What to do: Return, in full and in their original order, every row below that contains the word "arched".

Records for processing:
(begin)
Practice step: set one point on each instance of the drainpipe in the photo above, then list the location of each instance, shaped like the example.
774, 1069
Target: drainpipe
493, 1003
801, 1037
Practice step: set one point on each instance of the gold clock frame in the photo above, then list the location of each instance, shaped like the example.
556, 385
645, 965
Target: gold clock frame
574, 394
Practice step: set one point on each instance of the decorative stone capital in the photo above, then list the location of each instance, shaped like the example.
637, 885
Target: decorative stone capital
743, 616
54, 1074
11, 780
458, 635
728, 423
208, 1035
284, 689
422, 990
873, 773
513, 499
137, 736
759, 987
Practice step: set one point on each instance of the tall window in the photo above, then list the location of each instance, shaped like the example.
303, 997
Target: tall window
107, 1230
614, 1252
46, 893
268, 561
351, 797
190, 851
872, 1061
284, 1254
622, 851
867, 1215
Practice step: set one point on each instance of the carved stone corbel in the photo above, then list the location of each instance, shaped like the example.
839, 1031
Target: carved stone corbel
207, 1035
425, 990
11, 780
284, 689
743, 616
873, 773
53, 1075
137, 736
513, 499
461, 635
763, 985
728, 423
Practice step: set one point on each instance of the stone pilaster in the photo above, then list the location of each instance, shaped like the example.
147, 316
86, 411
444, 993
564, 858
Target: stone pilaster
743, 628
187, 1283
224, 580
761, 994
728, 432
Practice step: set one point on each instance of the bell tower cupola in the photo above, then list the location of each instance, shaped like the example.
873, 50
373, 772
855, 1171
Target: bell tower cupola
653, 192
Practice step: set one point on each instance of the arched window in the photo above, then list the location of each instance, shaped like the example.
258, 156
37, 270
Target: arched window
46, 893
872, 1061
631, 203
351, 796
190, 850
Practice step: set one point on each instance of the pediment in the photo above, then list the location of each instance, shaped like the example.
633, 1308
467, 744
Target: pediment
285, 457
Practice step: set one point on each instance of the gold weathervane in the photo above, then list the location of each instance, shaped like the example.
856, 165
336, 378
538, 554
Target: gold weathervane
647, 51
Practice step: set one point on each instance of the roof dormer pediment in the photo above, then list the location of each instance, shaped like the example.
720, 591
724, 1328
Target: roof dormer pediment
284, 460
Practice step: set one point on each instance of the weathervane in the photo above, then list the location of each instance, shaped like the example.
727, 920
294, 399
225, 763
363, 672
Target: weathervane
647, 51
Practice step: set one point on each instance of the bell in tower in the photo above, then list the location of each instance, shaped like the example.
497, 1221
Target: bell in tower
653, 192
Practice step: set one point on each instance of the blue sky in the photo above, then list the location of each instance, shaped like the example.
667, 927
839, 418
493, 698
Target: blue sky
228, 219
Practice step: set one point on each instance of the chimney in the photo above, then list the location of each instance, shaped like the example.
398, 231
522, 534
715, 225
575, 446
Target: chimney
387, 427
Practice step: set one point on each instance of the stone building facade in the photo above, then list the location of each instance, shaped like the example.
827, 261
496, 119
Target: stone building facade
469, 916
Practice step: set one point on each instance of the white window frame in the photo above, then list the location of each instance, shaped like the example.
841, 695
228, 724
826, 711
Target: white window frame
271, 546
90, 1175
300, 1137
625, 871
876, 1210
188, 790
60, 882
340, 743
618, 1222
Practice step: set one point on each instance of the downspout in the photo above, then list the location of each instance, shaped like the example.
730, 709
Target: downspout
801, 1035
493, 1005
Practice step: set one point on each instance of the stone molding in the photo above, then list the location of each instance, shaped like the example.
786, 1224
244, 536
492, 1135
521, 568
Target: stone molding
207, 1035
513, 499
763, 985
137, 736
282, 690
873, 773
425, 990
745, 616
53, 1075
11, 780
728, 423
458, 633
(end)
(begin)
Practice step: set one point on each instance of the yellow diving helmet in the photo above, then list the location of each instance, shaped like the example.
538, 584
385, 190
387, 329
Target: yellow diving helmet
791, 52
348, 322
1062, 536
(end)
(begin)
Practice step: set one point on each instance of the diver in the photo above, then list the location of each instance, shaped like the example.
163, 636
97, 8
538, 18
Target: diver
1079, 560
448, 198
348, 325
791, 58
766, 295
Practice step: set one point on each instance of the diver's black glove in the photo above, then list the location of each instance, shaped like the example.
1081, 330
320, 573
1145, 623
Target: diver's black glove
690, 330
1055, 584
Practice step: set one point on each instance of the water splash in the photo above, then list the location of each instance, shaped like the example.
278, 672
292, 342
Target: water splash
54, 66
(end)
Answer:
Practice step: set one point on each instance of the arched window in the photo above, then list the location of each instance, shaped like the example.
Target: arched window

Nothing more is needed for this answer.